((

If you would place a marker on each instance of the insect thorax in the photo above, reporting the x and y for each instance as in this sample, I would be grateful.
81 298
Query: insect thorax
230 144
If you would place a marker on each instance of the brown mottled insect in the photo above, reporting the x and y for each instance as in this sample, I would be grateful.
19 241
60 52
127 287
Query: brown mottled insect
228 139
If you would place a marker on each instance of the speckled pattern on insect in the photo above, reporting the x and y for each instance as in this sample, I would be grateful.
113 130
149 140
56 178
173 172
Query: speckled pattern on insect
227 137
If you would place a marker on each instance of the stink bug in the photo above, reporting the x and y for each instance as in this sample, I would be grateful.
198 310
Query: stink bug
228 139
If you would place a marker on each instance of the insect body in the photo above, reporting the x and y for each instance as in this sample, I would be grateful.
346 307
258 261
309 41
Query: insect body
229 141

))

## What to produce:
Reproduce each line of the material above precisely.

## Solution to the exercise:
If you would place a marker on each instance of the insect thorax in the photo above, reporting the x and y for each instance as in this sample, I would be grateful.
81 298
Query: insect thorax
230 144
If you would place a marker on each instance of the brown mottled insect in the photo above, reporting the x and y for each instance as in this sample, I would be grateful.
19 241
60 52
127 287
Query: brown mottled insect
228 139
If you would place a marker on each instance of the speckled pattern on insect in the photo above, reporting the x and y for each instance as in this sample, I would be grateful.
113 130
149 140
56 178
173 172
Query: speckled pattern on insect
227 137
If you would place a marker on each instance of the stink bug in the photo above, reporting the x and y for each instance as in this sample, I would be grateful.
198 310
Query: stink bug
228 139
If you would place a marker on each instance of the insect body in the photo above, reporting the x and y for each instance as in this sample, I would be grateful.
346 307
258 261
309 41
Query: insect body
229 141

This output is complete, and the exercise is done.